**Data section**.
[Begin]
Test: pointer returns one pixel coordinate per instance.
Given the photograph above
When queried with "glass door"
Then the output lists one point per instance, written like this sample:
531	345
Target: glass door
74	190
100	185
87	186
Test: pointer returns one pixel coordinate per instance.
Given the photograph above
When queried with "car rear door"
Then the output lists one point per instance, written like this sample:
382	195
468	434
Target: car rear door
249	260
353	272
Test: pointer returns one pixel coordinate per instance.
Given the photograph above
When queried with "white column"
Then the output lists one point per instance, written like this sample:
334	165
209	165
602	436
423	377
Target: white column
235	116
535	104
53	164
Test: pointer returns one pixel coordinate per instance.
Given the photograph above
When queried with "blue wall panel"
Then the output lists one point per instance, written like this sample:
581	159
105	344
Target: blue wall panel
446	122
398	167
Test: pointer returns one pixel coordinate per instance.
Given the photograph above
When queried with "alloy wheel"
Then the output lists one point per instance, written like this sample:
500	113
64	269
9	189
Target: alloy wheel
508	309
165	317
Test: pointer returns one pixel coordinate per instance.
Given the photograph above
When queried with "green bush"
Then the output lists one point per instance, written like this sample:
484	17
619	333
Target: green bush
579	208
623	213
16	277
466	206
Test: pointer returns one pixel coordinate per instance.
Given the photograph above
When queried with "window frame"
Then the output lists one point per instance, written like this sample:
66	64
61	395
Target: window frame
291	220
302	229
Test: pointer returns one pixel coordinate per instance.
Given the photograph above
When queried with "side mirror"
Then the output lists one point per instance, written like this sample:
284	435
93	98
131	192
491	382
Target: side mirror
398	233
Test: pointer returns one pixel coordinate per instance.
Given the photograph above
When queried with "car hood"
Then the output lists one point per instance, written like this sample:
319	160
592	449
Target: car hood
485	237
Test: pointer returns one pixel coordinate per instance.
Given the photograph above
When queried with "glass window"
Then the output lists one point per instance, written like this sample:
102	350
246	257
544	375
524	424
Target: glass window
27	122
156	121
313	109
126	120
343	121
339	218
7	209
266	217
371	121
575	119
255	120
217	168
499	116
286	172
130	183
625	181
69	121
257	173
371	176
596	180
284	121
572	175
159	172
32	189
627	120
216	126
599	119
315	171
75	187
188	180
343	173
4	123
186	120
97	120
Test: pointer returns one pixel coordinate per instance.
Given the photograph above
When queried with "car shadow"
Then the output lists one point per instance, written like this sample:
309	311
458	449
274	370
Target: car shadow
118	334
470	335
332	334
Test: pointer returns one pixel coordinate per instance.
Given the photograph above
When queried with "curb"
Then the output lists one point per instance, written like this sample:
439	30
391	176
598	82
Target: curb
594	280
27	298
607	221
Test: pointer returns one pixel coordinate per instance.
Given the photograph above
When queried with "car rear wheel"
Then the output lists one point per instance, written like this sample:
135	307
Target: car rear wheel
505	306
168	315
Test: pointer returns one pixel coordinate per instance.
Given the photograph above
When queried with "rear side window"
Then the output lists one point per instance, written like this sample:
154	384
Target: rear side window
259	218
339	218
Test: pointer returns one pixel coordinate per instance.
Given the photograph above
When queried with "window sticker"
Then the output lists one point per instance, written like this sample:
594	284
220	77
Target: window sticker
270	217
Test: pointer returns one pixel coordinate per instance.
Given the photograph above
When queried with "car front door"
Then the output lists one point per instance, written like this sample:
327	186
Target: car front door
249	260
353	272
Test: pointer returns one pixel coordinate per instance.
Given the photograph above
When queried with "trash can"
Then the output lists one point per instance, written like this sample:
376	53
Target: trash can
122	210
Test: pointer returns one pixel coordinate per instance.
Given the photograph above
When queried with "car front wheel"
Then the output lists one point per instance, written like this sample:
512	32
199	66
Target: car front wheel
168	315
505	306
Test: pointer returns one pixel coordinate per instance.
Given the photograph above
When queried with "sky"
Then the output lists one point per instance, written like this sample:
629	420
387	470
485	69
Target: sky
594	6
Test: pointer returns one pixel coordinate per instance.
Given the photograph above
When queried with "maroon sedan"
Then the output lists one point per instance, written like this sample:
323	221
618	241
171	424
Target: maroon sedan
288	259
[End]
**Exercise**. State how many lines of the records above contain the string "alloy", treating uppercase and lowercase as different. Reply with the number alone.

**Finished task**. 2